## Trecho da página
*-*-*

A crise ambiental na Amazônia provocada pelo aumento expressivo das queimadas na região e a reação pouco incisiva do presidente Jair Bolsonaro para conter o problema tem colocado o Brasil sob os holofotes na defesa ambiental internacional. O presidente, que já vinha sendo cobrado por líderes internacionais e mesmo pelo mercado financeiro sobre a questão, agora vê essa pressão chegar às ruas.
"Se
você não mudar, não vai dar pra respirar”, entoavam estudantes
secundaristas na avenida Paulista, que recebeu a marcha mundial pelo
clima na tarde desta sexta. Na capital paulista, estudantes, ativistas,
indígenas, militantes partidários e até crianças se reuniram na
tentativa de chamar a atenção do Governo e da sociedade por ações
concretas contra o aquecimento global. Pediram a saída do ministro do
Meio Ambiente, Ricardo Salles,
criticaram Bolsonaro e aproveitaram para reclamar também sobre os
recentes cortes na educação. O foco, entretanto, era mesmo a Amazônia.
“Ei, você aí, sem Amazônia não tem açaí”, entoavam os manifestantes, em
ironia a uma das grandes fixações paulistanas. A boliviana Olga Flores,
por exemplo, pedia união da América Latina para conter os incêndios na
floresta e criticava a política ambiental do presidente de seu país, Evo Morales. “Peço que nos apoiem também contra os incêndios na Bolívia”, dizia ela, no palanque.

*-*-*

## Lista de linhas
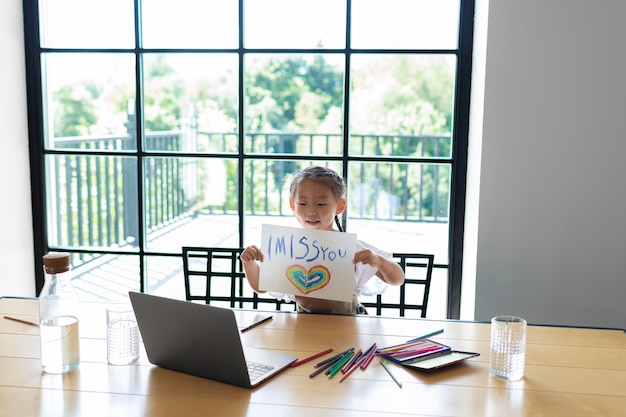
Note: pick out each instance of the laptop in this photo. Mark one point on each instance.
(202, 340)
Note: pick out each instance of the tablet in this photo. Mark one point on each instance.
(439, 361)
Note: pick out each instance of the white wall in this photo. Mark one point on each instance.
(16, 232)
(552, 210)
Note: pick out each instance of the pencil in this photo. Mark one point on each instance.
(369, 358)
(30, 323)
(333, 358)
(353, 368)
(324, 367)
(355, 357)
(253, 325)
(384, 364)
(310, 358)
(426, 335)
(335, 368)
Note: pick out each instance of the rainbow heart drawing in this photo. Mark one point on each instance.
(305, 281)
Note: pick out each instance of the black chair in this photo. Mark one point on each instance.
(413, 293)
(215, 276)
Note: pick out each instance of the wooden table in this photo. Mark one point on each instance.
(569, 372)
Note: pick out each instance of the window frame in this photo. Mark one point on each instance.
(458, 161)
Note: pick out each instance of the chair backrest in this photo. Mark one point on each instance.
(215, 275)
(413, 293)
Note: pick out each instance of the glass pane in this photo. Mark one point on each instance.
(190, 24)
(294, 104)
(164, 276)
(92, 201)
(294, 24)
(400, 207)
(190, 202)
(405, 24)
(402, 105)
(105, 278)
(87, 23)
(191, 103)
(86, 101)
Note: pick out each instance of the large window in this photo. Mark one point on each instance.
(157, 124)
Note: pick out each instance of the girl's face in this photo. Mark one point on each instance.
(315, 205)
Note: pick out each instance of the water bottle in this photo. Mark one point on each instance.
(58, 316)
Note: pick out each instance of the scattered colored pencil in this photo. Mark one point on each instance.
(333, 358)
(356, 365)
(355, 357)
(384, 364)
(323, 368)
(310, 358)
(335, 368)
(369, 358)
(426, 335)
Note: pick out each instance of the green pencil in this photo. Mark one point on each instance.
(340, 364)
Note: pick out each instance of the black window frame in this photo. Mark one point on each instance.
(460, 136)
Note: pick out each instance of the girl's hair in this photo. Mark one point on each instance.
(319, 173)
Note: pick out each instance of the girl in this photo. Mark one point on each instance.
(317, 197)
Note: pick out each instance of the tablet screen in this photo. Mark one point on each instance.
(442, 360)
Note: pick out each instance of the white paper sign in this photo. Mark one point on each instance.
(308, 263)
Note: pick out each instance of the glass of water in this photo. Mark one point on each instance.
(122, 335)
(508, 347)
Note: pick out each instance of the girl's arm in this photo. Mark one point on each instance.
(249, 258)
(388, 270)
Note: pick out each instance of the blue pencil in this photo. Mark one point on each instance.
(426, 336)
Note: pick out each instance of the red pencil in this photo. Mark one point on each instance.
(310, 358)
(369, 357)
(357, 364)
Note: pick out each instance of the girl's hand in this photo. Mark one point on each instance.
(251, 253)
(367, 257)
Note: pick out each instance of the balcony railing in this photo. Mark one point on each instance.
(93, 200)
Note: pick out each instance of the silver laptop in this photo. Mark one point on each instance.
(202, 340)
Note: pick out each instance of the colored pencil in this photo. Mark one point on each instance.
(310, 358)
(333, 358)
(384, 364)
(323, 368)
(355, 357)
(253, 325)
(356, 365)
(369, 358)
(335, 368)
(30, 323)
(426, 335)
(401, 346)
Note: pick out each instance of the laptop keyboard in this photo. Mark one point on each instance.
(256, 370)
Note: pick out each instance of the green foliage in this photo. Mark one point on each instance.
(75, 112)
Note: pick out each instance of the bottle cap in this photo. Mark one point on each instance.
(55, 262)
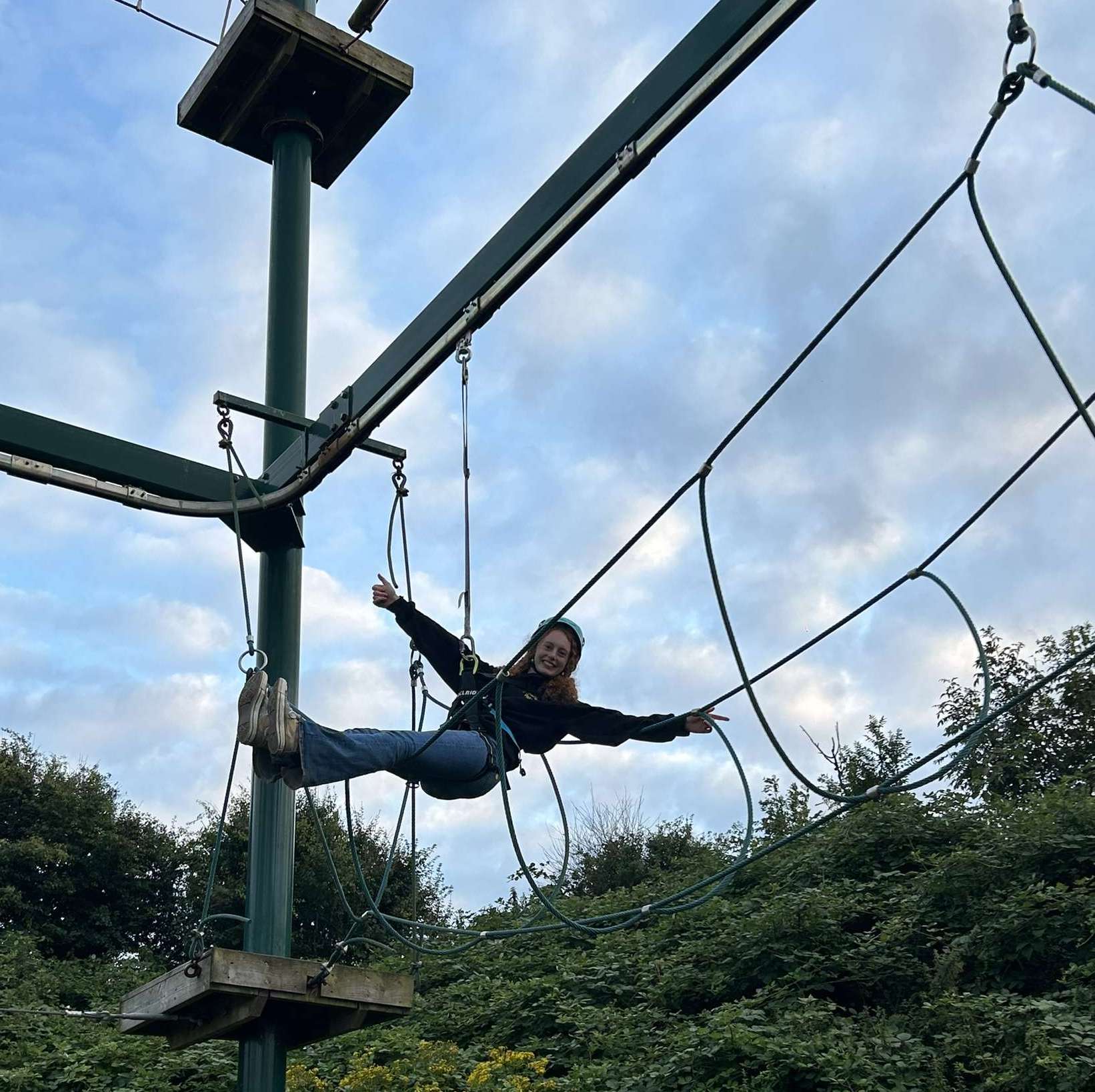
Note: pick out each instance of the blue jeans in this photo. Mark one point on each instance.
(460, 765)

*-*-*

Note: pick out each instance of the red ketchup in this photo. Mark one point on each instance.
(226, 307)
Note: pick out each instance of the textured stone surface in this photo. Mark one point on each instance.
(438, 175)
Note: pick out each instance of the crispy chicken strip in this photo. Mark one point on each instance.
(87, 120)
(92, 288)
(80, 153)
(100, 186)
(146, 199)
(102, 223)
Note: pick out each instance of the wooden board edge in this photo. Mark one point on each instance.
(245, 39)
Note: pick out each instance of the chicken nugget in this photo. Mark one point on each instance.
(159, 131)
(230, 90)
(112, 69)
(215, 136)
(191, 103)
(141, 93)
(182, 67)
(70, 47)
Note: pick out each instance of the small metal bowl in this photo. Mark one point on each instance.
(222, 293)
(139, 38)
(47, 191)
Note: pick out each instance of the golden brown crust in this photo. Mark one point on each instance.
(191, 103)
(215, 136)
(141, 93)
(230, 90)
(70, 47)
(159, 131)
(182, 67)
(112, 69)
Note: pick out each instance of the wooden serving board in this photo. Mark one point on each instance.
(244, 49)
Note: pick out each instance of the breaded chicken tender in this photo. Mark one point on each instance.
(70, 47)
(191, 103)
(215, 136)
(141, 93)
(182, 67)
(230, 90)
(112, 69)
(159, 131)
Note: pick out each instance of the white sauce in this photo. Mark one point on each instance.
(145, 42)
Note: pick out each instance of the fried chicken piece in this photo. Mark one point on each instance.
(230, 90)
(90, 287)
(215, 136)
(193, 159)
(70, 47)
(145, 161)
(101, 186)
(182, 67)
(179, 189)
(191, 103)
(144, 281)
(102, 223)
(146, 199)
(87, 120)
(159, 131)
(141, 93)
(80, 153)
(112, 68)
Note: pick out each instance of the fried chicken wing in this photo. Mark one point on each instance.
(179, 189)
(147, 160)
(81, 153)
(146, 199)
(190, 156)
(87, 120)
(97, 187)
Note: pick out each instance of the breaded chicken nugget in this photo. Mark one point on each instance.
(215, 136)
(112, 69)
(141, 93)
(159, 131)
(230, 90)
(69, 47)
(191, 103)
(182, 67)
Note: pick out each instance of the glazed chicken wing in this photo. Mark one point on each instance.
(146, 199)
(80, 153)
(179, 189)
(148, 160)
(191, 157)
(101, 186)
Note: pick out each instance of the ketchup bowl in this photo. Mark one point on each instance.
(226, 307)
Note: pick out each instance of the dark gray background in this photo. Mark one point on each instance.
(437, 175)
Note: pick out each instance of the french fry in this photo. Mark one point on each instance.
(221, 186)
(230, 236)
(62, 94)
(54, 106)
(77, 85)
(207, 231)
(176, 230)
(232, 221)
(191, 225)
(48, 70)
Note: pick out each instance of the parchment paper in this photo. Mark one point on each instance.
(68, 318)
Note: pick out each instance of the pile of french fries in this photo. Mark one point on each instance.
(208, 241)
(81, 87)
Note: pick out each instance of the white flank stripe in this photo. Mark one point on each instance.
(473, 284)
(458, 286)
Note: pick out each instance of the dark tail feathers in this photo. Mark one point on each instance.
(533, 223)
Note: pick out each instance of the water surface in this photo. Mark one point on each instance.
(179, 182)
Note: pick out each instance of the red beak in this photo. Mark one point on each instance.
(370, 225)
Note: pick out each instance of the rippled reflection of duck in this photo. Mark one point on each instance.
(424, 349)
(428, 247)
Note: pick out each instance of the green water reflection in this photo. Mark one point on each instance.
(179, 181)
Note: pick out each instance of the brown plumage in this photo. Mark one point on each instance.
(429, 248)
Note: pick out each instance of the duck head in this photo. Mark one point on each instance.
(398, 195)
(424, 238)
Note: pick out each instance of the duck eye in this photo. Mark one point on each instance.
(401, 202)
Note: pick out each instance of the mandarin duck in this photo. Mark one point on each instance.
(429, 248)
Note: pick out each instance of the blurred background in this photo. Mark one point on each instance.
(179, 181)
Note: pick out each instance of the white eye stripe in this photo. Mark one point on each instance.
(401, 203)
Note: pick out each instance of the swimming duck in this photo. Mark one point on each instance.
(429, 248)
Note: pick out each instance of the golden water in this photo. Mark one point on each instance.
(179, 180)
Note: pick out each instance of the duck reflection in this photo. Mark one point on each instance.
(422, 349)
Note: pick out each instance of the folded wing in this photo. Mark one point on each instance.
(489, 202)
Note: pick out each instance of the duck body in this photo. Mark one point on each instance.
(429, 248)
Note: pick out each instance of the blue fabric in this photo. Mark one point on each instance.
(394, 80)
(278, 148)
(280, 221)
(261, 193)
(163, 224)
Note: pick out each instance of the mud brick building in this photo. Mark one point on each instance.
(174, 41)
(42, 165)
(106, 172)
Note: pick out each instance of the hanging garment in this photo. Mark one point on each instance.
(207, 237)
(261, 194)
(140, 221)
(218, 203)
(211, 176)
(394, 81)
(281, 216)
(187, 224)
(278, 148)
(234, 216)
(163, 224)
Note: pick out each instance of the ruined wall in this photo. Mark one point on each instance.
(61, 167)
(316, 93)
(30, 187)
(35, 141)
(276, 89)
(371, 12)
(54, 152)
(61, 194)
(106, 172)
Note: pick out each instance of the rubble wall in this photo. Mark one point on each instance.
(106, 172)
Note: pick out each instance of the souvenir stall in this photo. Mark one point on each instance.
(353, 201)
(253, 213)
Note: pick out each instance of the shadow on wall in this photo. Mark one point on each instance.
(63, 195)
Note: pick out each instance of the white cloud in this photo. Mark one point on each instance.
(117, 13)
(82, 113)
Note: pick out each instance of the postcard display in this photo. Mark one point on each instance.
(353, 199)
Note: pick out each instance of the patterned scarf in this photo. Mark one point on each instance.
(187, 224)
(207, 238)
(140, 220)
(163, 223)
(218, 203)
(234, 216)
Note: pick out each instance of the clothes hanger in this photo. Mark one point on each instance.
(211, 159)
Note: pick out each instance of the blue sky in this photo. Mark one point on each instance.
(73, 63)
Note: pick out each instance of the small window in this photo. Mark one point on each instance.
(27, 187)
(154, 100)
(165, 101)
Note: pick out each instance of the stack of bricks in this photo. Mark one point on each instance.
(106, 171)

*-*-*

## Instruções da tarefa
Continue o texto sobre a marcha pelo clima na avenida Paulista, começando logo depois da última frase dele.

## Resposta
Ará
Mirim, da etnia Guarani, foi do Jaraguá (na zona norte) à Paulista com
um grupo de indígenas para participar do ato, em um momento em que o
Governo afirma que não demarcará mais terras indígenas. Ela diz que a
manifestação pelo clima é importante para conscientizar as pessoas da
importância de preservar as florestas, mas pondera que o ato precisa
estimular ações concretas tanto dos governantes quanto da sociedade.
“Todos temos que agir pra regenerar a terra. Nós, indígenas, fazemos
isso por todo o planeta. Não precisamos de terra para fazer nossa casa,
mas para comer e cuidar dela”, diz.
Por volta das 16h, famílias inteiras se aglomeravam no vão livre do MASP. Na concentração do ato, faziam oficinas de cartazes.
“O clima está mudando, mas e você?”, questionava um deles. “+ Amazônia -
Ruralistas”, dizia outro. As mensagens tentavam alertar para espécies
em extinção, defendiam a necessidade de preservar o planeta e até os
dados ambientais, muitas vezes criticados pelo Governo durante este ano.
A professora Diambas Franzem levou o filho e o marido porque entende
que atos como este são uma oportunidade de fortalecer os movimentos
sociais nas ruas. “Essa pauta deveria ser uma luta da esquerda e da
direita”, defendeu.

Fumaça preta
No
dia anterior às manifestações, São Paulo e outras cidades das regiões
Sul e Sudeste foram encobertas, novamente, pela fumaça de queimadas
trazidas pelos ventos úmidos da Amazônia. Imagens de satélite do
Instituto Nacional de Pesquisas Espaciais (Inpe) mostram que a fumaça
que encobriu cidades dos Estados de São Paulo e do Paraná haviam se
deslocado tanto de Mato Grosso e do Mato Grosso do Sul quanto da Bolívia
e do Paraguai. O encontro dessa fumaça com uma frente fria tem causado
chuvas no Sul e no Sudeste. No mês de agosto, a cidade de São Paulo já
havia sofrido impactos das queimadas, quando a cidade escureceu no meio da tarde por conta da fumaça vinda do Norte e do Centro-Oeste.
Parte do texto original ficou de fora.